TASK GOAL. Omit every image, and transcribe the remaining entries exactly as given.

## Start DATA SECTION

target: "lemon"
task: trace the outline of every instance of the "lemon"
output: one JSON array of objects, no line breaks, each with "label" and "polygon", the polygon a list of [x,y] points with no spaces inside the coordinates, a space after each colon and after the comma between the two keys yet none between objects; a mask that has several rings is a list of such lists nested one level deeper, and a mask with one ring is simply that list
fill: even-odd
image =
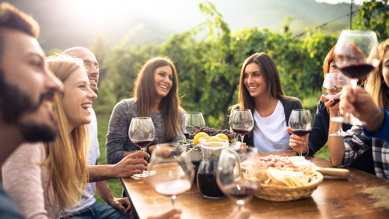
[{"label": "lemon", "polygon": [[193,137],[193,144],[194,145],[197,145],[200,142],[198,141],[199,139],[203,137],[209,137],[208,134],[205,132],[198,132],[198,133],[196,134],[196,135],[194,135],[194,137]]},{"label": "lemon", "polygon": [[219,133],[219,134],[216,135],[216,137],[218,137],[219,138],[221,138],[223,140],[229,141],[230,139],[228,139],[228,137],[227,135],[225,135],[222,133]]}]

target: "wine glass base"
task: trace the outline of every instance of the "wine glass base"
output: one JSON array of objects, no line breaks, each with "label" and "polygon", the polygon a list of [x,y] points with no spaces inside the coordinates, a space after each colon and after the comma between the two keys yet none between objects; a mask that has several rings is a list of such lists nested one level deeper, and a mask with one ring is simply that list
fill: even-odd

## End DATA SECTION

ANSWER TO THE TASK.
target: "lemon"
task: trace the outline of every instance of the "lemon"
output: one JSON array of objects, no line breaks, each with "label" and "polygon", the polygon a list of [x,y] points with no spaces inside the coordinates, a space after each colon and after the comma between the two keys yet none between objects; a mask that has several rings is a list of such lists nested one level deeper, and a mask with one ring is simply that list
fill: even-odd
image =
[{"label": "lemon", "polygon": [[193,137],[193,144],[194,145],[197,145],[200,142],[198,141],[199,139],[203,137],[209,137],[208,134],[205,132],[198,132],[198,133],[196,134],[196,135],[194,135],[194,137]]},{"label": "lemon", "polygon": [[219,133],[219,134],[216,135],[216,137],[218,137],[219,138],[221,138],[223,140],[229,141],[230,139],[228,139],[228,137],[227,135],[225,135],[222,133]]}]

target: "wine glass base"
task: trace the outline of every instance of the "wine glass base"
output: one JSON array of objects, no line breaks, each with "label" and "polygon", the polygon a list of [x,y] points with no spaces inside the coordinates, a space after each colon and after the comma between the two keys yet none between objects; a mask that has several rings is a list of such lists nested one level deeper, and a mask with one ring is simply that list
fill: even-odd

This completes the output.